> **TRAVAIL DEMANDÉ**
(a) Quelle est la traduction anglaise de cette phrase tirée de l'extrait sur le congrès de l'OSE : « Les thèmes centraux abordés étaient la démocratie et les évolutions européennes et mondiales ainsi que la place et le rôle de la Suisse et des Suisses de l’étranger. » ?
(b) D'après l'extrait sur le congrès de l'OSE, dans combien de workshops les participants ont-ils pu débattre des sujets après l'intervention des experts ?

> **EXTRAIT CHOISI**
Bundespräsident Ignazio Cassis. Foto/Photo: TES

La démocratie suisse

Le 98ème congrès de l’Organisation des Suisses de l’étranger (OSE) s’est tenu du 19 au 21 août 2022 à Lugano (canton du Tessin). Les thèmes centraux abordés étaient la démocratie et les évolutions européennes et mondiales ainsi que la place et le rôle de la Suisse et des Suisses de l’étranger.

 Les conférences

Quelques 400 participants ont assisté aux diverses conférences et ont eu la possibilité de côtoyer des personnalités suisses de la scène politique, économique et scientifique qui ont présenté leurs conclusions. Les discussions se sont portées sur le fonctionnement et l’adaptation du système démocratique suisse, les « fake news » et la démocratie, le droit de vote des jeunes de 16 ans et le vote électronique. Après l’intervention des experts, les participants ont pu débattre de ces sujets lors de quatre workshops.

Filippo Lombardi, président de l’OSE.

 Discours d’ouverture

Filippo Lombardi, président de l’OSE, a ouvert le colloque le 20 août 2022 en présence de représentants du canton et d’organisations de la société civile.

Dans son discours du 21 août, le président de la Confédération Ignazio Cassis a souligné le caractère unique de la démocratie directe en Suisse et ses défis. Après une brève introduction sur la démocratie européenne et mondiale de 1800 à nos jours, il a souligné que la démocratie était aujourd’hui sous pression. Mais, en dépit des nombreuses incertitudes et crises, il n’y a aucune raison d’être pessimiste à ce sujet.

> **DONNÉES DISPONIBLES**

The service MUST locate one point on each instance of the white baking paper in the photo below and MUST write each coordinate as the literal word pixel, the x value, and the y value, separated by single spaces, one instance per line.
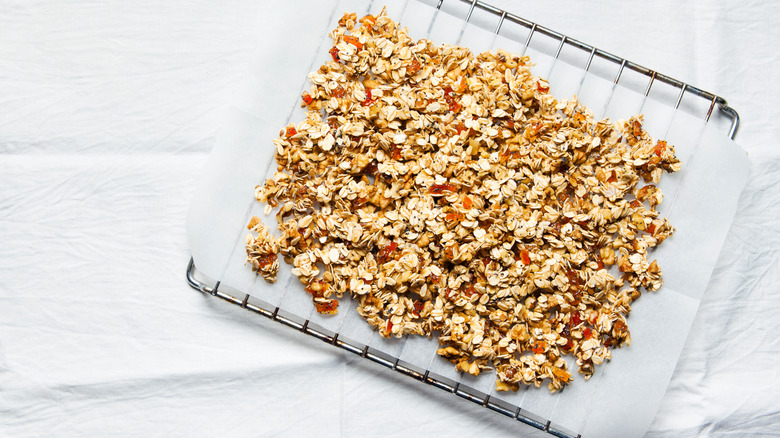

> **RÉSULTATS FINAUX**
(a) The central themes addressed were democracy and European and global developments, as well as the place and role of Switzerland and of the Swiss abroad.

(b) Dans quatre workshops.